++++ Trecho fornecido ++++
Apenas em Catatumbo, fronteiriça com a Venezuela, o saldo foi de, pelo menos, 80 mortos, entre os quais seis dos signatários do acordo de paz entre o governo colombiano e as Farc, em 2016. Outros 20 foram assassinados em Guaviare, região de floresta no sudeste do país.
Um dia após o início dos ataques, Petro ordenou a suspensão das negociações de paz com os guerrilheiros, iniciadas no seu governo, e acusou o ELN de cometer "crimes de guerra" por atacar civis.
Na segunda-feira, o presidente colombiano declarou "estado de comoção interna" e de "emergência econômica" para frear o recrudescimento da violência. "O ELN escolheu o caminho da guerra e guerra terá", escreveu no X.
Já nesta quarta-feira (22/01), Petro reconheceu o "fracasso" das negociações com o grupo guerrilheiro e reativou ordens de prisão contra 31 lideranças do ELN, que estavam suspensas desde 2022.
Cenário preocupante em Cúcuta
Até o momento, as forças armadas do governo ainda não entraram em confronto com a guerrilha e têm atuado para resgatar a população ameaçada pelo conflito. Muitos chegam em busca de refúgio no município de Cúcuta, na região de Catatumbo. Daniel Parra, pesquisador da fundação Paz y Reconciliación, vê um um cenário de risco para a cidade.
"Sem dúvida, é grave, não só pelo fato de que Cúcuta tem sido a maior receptora de deslocados do Catatumbo, mas também porque existe a possibilidade – e isso passou despercebido – de que a guerra chegue a Cúcuta e sua área metropolitana". Ele acrescenta que também no local há unidades da guerrilha e da dissidência Frente 33 das Farc.
Ainda não está claro o que desencadeou os conflitos. "Meios de comunicação nacionais disseram que, segundo fontes de inteligência militar, tudo começou com a perda de um carregamento de cocaína e o assassinato de um chefe financeiro do ELN", relata Parra. "Mas não temos certeza sobre o estopim desse confronto armado."
++++
*Lista de tarefas*.
a: De acordo com o trecho fornecido, por que Daniel Parra considera grave a situação em Cúcuta? Explique em uma a três frases.
b: Devolva sem alterações uma parte do trecho fornecido. Comece nas palavras que contêm "Um dia após" e pare logo depois de "suspensas desde 2022.".
++++ Registros extraídos ++++
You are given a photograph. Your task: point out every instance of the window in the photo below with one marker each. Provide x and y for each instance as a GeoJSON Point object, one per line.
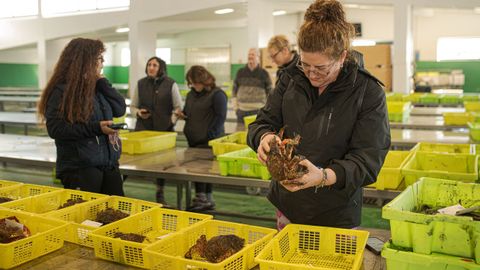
{"type": "Point", "coordinates": [18, 8]}
{"type": "Point", "coordinates": [125, 57]}
{"type": "Point", "coordinates": [452, 48]}
{"type": "Point", "coordinates": [165, 54]}
{"type": "Point", "coordinates": [52, 8]}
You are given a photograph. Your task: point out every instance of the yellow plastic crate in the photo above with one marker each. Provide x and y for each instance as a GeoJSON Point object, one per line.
{"type": "Point", "coordinates": [390, 175]}
{"type": "Point", "coordinates": [78, 233]}
{"type": "Point", "coordinates": [314, 247]}
{"type": "Point", "coordinates": [47, 236]}
{"type": "Point", "coordinates": [6, 183]}
{"type": "Point", "coordinates": [169, 252]}
{"type": "Point", "coordinates": [471, 106]}
{"type": "Point", "coordinates": [247, 120]}
{"type": "Point", "coordinates": [50, 201]}
{"type": "Point", "coordinates": [140, 142]}
{"type": "Point", "coordinates": [21, 191]}
{"type": "Point", "coordinates": [444, 148]}
{"type": "Point", "coordinates": [458, 119]}
{"type": "Point", "coordinates": [460, 167]}
{"type": "Point", "coordinates": [229, 143]}
{"type": "Point", "coordinates": [152, 223]}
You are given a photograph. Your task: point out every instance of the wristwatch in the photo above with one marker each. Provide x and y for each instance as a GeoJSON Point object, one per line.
{"type": "Point", "coordinates": [323, 181]}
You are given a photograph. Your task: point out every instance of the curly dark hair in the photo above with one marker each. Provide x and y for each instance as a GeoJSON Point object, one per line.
{"type": "Point", "coordinates": [199, 74]}
{"type": "Point", "coordinates": [77, 69]}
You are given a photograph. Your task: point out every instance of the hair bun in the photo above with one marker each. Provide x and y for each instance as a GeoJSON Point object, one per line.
{"type": "Point", "coordinates": [324, 11]}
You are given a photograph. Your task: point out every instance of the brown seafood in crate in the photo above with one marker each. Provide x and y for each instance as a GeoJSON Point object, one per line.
{"type": "Point", "coordinates": [215, 250]}
{"type": "Point", "coordinates": [133, 237]}
{"type": "Point", "coordinates": [110, 215]}
{"type": "Point", "coordinates": [71, 202]}
{"type": "Point", "coordinates": [282, 163]}
{"type": "Point", "coordinates": [12, 230]}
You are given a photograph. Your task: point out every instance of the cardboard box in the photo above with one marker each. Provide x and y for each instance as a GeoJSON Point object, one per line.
{"type": "Point", "coordinates": [376, 56]}
{"type": "Point", "coordinates": [384, 75]}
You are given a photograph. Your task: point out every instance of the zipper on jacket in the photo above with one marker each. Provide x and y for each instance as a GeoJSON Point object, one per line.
{"type": "Point", "coordinates": [329, 118]}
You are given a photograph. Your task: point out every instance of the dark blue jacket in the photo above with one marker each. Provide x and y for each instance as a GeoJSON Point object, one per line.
{"type": "Point", "coordinates": [81, 145]}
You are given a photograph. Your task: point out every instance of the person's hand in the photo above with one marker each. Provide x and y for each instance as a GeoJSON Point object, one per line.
{"type": "Point", "coordinates": [314, 177]}
{"type": "Point", "coordinates": [104, 125]}
{"type": "Point", "coordinates": [144, 113]}
{"type": "Point", "coordinates": [264, 147]}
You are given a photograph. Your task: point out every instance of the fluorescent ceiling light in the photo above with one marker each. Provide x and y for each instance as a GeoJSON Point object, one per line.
{"type": "Point", "coordinates": [363, 42]}
{"type": "Point", "coordinates": [279, 12]}
{"type": "Point", "coordinates": [224, 11]}
{"type": "Point", "coordinates": [122, 30]}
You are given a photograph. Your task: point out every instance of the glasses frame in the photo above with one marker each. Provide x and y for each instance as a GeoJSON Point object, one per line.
{"type": "Point", "coordinates": [323, 71]}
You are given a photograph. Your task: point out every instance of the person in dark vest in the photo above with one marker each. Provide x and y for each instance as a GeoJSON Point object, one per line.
{"type": "Point", "coordinates": [204, 113]}
{"type": "Point", "coordinates": [155, 100]}
{"type": "Point", "coordinates": [78, 106]}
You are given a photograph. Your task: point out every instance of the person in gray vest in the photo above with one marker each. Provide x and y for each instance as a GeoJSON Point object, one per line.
{"type": "Point", "coordinates": [204, 113]}
{"type": "Point", "coordinates": [154, 101]}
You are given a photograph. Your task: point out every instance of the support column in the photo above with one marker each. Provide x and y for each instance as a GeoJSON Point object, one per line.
{"type": "Point", "coordinates": [403, 47]}
{"type": "Point", "coordinates": [260, 23]}
{"type": "Point", "coordinates": [142, 39]}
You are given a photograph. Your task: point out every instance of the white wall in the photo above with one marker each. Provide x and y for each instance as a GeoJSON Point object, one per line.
{"type": "Point", "coordinates": [19, 56]}
{"type": "Point", "coordinates": [444, 23]}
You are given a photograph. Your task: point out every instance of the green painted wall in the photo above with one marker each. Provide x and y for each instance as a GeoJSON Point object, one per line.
{"type": "Point", "coordinates": [18, 75]}
{"type": "Point", "coordinates": [471, 69]}
{"type": "Point", "coordinates": [26, 75]}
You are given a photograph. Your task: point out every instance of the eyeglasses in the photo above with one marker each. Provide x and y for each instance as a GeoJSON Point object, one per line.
{"type": "Point", "coordinates": [320, 71]}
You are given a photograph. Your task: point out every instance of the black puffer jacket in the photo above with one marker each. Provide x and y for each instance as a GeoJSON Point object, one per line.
{"type": "Point", "coordinates": [345, 129]}
{"type": "Point", "coordinates": [81, 145]}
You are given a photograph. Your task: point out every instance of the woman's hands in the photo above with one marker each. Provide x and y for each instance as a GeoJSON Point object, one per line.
{"type": "Point", "coordinates": [314, 177]}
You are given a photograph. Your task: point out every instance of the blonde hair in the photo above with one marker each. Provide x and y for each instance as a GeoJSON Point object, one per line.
{"type": "Point", "coordinates": [325, 29]}
{"type": "Point", "coordinates": [278, 42]}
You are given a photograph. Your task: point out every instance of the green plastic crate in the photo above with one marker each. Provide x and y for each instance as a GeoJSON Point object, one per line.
++++
*Respostas do exercício*.
a: Daniel Parra considera a situação grave porque Cúcuta tem sido a maior receptora de deslocados do Catatumbo. Além disso, existe a possibilidade, que passou despercebida, de que a guerra chegue a Cúcuta e à sua área metropolitana.

b:
Um dia após o início dos ataques, Petro ordenou a suspensão das negociações de paz com os guerrilheiros, iniciadas no seu governo, e acusou o ELN de cometer "crimes de guerra" por atacar civis.
Na segunda-feira, o presidente colombiano declarou "estado de comoção interna" e de "emergência econômica" para frear o recrudescimento da violência. "O ELN escolheu o caminho da guerra e guerra terá", escreveu no X.
Já nesta quarta-feira (22/01), Petro reconheceu o "fracasso" das negociações com o grupo guerrilheiro e reativou ordens de prisão contra 31 lideranças do ELN, que estavam suspensas desde 2022.